* Objective: Reproduce all of the listing below without alteration.

* Rows:
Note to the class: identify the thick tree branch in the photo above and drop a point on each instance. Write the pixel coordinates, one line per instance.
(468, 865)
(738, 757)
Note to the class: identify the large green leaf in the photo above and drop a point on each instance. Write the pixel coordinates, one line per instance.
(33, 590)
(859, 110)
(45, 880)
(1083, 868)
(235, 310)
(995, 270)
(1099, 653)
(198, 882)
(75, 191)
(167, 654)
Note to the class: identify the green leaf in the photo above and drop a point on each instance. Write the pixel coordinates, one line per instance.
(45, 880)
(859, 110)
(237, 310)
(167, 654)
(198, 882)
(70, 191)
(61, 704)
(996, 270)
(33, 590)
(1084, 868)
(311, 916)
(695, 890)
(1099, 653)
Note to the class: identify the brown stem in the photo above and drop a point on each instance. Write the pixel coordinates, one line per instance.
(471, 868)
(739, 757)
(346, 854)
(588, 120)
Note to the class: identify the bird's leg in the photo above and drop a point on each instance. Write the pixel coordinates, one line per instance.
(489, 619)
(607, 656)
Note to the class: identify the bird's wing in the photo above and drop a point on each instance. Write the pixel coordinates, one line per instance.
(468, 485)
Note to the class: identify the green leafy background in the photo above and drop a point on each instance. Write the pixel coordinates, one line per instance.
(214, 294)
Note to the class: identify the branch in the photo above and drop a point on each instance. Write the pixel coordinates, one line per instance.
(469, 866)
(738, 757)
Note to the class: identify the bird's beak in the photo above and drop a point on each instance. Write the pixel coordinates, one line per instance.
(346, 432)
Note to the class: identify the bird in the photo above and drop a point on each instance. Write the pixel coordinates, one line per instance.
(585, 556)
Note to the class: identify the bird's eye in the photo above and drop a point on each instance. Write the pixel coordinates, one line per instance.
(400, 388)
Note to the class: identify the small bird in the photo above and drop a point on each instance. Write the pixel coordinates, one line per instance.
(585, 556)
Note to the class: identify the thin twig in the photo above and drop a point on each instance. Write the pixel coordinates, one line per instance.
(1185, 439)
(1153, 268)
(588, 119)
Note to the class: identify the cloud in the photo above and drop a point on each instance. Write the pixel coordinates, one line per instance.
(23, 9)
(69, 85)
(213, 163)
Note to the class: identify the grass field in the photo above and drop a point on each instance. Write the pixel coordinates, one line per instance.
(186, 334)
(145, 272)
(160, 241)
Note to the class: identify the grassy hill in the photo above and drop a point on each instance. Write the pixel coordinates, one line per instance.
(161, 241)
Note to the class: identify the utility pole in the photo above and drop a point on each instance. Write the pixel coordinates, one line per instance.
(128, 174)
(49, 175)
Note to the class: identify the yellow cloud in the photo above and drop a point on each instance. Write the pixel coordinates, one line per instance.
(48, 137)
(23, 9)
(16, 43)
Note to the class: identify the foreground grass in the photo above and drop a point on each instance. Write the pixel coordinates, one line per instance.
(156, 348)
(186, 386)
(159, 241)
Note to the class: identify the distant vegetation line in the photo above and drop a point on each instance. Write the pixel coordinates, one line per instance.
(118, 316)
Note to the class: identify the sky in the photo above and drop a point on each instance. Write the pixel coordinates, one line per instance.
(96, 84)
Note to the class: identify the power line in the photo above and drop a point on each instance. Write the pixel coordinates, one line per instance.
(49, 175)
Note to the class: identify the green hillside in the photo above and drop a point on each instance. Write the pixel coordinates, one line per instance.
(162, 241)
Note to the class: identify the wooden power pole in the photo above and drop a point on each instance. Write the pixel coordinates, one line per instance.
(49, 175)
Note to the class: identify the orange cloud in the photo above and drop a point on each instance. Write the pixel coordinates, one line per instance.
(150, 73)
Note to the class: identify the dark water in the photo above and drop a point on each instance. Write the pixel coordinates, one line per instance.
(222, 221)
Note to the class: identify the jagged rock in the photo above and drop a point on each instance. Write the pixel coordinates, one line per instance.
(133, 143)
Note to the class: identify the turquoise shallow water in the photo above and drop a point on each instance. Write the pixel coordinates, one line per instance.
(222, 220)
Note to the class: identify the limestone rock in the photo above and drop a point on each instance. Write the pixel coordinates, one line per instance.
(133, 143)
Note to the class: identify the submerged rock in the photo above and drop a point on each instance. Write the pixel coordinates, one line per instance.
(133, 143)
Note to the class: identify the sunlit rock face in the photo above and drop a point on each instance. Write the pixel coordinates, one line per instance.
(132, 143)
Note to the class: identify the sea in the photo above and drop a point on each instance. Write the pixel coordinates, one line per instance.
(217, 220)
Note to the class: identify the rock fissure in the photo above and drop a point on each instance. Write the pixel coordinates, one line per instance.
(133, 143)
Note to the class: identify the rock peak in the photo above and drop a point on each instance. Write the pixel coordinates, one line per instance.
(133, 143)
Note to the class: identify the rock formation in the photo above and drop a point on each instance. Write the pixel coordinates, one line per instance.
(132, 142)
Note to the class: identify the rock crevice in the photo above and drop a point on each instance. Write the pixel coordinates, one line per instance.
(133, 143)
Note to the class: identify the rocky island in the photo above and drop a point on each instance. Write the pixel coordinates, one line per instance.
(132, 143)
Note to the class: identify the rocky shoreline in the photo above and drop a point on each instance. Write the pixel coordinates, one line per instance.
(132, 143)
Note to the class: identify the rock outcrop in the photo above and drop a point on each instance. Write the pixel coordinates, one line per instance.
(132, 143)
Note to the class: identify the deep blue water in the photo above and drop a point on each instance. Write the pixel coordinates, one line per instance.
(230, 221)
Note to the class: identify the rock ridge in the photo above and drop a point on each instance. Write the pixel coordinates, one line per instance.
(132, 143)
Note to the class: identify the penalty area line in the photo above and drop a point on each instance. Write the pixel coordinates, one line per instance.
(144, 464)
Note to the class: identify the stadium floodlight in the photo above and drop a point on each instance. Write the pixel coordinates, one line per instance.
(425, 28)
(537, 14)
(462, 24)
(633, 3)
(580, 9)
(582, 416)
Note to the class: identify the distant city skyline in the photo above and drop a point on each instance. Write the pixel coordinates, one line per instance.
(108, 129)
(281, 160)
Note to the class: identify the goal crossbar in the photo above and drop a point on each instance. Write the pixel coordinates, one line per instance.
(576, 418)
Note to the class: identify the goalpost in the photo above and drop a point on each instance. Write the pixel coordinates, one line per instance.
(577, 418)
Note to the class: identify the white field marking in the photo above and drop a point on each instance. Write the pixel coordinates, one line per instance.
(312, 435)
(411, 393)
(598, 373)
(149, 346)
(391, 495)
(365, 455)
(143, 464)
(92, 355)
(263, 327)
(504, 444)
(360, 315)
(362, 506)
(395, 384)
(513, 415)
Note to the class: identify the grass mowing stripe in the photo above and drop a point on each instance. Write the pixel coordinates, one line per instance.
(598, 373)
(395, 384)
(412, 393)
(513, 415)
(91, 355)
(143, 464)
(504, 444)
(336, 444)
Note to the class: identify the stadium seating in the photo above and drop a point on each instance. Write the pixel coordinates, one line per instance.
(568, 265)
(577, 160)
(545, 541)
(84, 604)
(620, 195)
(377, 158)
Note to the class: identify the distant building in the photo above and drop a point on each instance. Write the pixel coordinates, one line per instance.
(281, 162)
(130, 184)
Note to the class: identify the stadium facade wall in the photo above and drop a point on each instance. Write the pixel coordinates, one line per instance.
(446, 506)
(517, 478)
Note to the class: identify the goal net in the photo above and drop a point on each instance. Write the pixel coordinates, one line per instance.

* Written response:
Note to the class: identify the thick tree branch in the photo above and drop a point on each instance. Write the pixel coordinates, one line per instance.
(468, 865)
(738, 757)
Note to the class: identify the large green leaf in the photo above and drop a point on each instance. Write the pixel coordinates, one line per instance.
(33, 590)
(859, 110)
(45, 880)
(1083, 868)
(235, 310)
(995, 270)
(1099, 653)
(198, 882)
(75, 191)
(167, 654)
Note to the class: identify the green leaf in the photo above and drop a point on each instance. Write the pixel coordinates, one line per instance.
(45, 880)
(859, 110)
(237, 310)
(167, 654)
(198, 882)
(70, 191)
(61, 704)
(996, 270)
(33, 590)
(1084, 868)
(311, 916)
(695, 890)
(1099, 653)
Note to the class: identify the brown stem in the photo above and drop a point on each instance. Write the pixel coordinates, one line per instance.
(471, 868)
(739, 757)
(346, 854)
(588, 120)
Note to the class: identify the bird's leg in the photo above and drop a point on each instance. Write the pixel coordinates, one line per instance.
(489, 619)
(607, 656)
Note to the class: identify the bird's wing in the photo above and drop a point on each instance. Write the pixel coordinates, one line per instance.
(468, 485)
Note to the class: identify the green leafy background in the photo above and drop a point on each instance. Write the pixel coordinates, one line per instance.
(214, 294)
Note to the class: identify the branch in the photo above and drop a point on each instance. Write the pixel coordinates, one line per instance.
(469, 866)
(738, 757)
Note to the class: identify the bird's beak in the photo above and drop a point on each instance. Write the pixel coordinates, one line per instance.
(346, 432)
Note to the class: identify the bird in the photo above and drop a point on each instance. Write the pixel coordinates, one line per instance.
(585, 556)
Note to the class: identify the bird's eye in the photo above and drop a point on each instance. Write the pixel coordinates, one line per instance.
(400, 388)
Note to the class: identify the small bird in the photo above and drop a point on each instance. Write the pixel coordinates, one line per instance.
(585, 556)
Note to the class: identify the thin twig in the photo above and drop a point on each instance. Write the pixel coordinates, one line per instance.
(1185, 439)
(1153, 268)
(588, 119)
Note to the class: identify the cloud in the photo above and drop a point on each instance. Write the pixel coordinates, one line per instance.
(23, 9)
(69, 85)
(213, 163)
Note to the class: identify the grass field in the photo above and drop a point on each instance. Write the pixel coordinates, one line per instance.
(186, 334)
(145, 272)
(160, 241)
Note to the class: identify the grassy hill in the photo above and drop a point on each instance. Write the pixel coordinates, one line per instance.
(161, 241)
Note to the class: identify the utility pole in the photo above and drop a point on each instance. Write the pixel coordinates, one line per instance.
(128, 174)
(49, 175)
Note to the class: identify the yellow cloud in the photo above and drop a point on each instance. Write the pixel coordinates, one line per instance.
(48, 137)
(23, 9)
(16, 43)
Note to the class: identify the foreground grass in the photo above and drop a point on each instance. Write the pixel coordinates, one line per instance.
(156, 348)
(186, 386)
(159, 241)
Note to the class: identify the distant vegetation line in the photo above and drop a point on each instance. Write the pixel coordinates, one line per instance.
(118, 316)
Note to the class: identify the sky in the photo above and drop a point on each instance. Write the pixel coordinates, one line per instance.
(96, 84)
Note to the class: identify the power line in the photo above and drop a point on each instance. Write the pixel coordinates, one line per instance.
(49, 175)
Note to the class: identify the green hillside in the photo above and drop a point on each instance. Write the pixel coordinates, one line per instance.
(162, 241)
Note to the class: identify the wooden power pole in the photo above and drop a point on each instance. Write the pixel coordinates, one line per instance.
(49, 175)
Note to the class: identify the orange cloud in the photo above and drop a point on each instance. Write the pixel coordinates, one line per instance.
(150, 73)
Note to the class: identify the dark water in the photo above and drop a point on each instance. Write the pixel coordinates, one line per instance.
(222, 221)
Note to the class: identify the jagged rock in the photo above and drop a point on each instance. Write the pixel coordinates, one line per instance.
(133, 143)
Note to the class: identify the turquoise shallow water in the photo above and drop a point on each instance. Write the pixel coordinates, one line per instance.
(222, 220)
Note to the class: identify the limestone rock in the photo above and drop a point on each instance. Write the pixel coordinates, one line per instance.
(133, 143)
Note to the class: identify the submerged rock in the photo above and drop a point on each instance. Write the pixel coordinates, one line per instance.
(133, 143)
Note to the class: identify the sunlit rock face in the photo above and drop a point on each instance. Write the pixel coordinates, one line per instance.
(132, 143)
Note to the class: identify the sea in the photo above and drop a point on each instance. Write the pixel coordinates, one line per instance.
(217, 220)
Note to the class: identify the rock fissure in the photo above and drop a point on each instance. Write the pixel coordinates, one line per instance.
(133, 143)
Note to the class: identify the rock peak in the photo above and drop a point on each instance. Write the pixel coordinates, one line per instance.
(133, 143)
Note to the class: identify the rock formation in the photo above and drop a point on each instance. Write the pixel coordinates, one line per instance.
(132, 142)
Note to the class: identify the rock crevice in the photo above and drop a point on each instance. Write the pixel coordinates, one line per instance.
(133, 143)
Note to the class: identify the rocky island in the photo above and drop a point on each instance. Write the pixel coordinates, one line per instance.
(132, 143)
Note to the class: identify the rocky shoreline in the photo above and drop a point on each instance. Write the pixel coordinates, one line per instance.
(132, 143)
Note to the class: identify the rock outcrop in the photo above and drop a point on each instance. Write the pixel coordinates, one line per instance.
(132, 143)
Note to the class: identify the deep blue water in the photo above and drop a point on each instance. Write the pixel coordinates, one line per instance.
(230, 221)
Note to the class: identify the rock ridge in the photo above and drop a point on each instance. Write the pixel coordinates, one line per instance.
(132, 143)
Note to the class: identify the penalty area line in the photo above and drop a point on each instance. Write the pixel coordinates, one line per instance.
(144, 464)
Note to the class: identify the stadium floodlight in the photo above and drop a point on each instance. Write the pixel coordinates, one line per instance.
(425, 28)
(537, 14)
(462, 24)
(633, 3)
(580, 9)
(582, 416)
Note to the class: identify the distant city skyline in the photo above and drop a point on each instance. Write the pixel coordinates, one line per instance.
(108, 129)
(281, 160)
Note to the class: identify the goal crossbar in the photo above and drop a point on each instance. Write the pixel coordinates, one line per instance.
(576, 418)
Note to the class: identify the goalpost in the photo above and drop a point on each instance. Write the pixel coordinates, one line per instance.
(577, 418)
Note to the class: identify the white field marking in the photo above and drop a point on each instance. Write the pixel coordinates, one line per instance.
(312, 435)
(411, 393)
(598, 373)
(149, 346)
(391, 495)
(365, 455)
(143, 464)
(92, 355)
(263, 327)
(504, 444)
(360, 315)
(362, 506)
(395, 384)
(513, 415)
Note to the class: identify the grass mowing stripe in the photo above and drop a point on each instance. Write the pixel coordinates, one line per instance.
(598, 373)
(395, 384)
(412, 393)
(513, 415)
(91, 355)
(143, 464)
(504, 444)
(336, 444)
Note to the class: identify the stadium seating in the photo above and drop a point on each instance. Write the pixel coordinates, one line per instance.
(568, 265)
(577, 160)
(545, 541)
(84, 604)
(620, 195)
(377, 158)
Note to the class: identify the distant building in the photo above and drop a point on each instance. Write the pixel coordinates, one line per instance.
(281, 162)
(130, 184)
Note to the class: identify the stadium facade wall in the photo above and drop a point on each instance. Write the pixel coordinates, one line per instance.
(446, 506)
(517, 478)
Note to the class: identify the goal net in the photo above and drop a point on each instance. Write the pixel coordinates, one line per instance.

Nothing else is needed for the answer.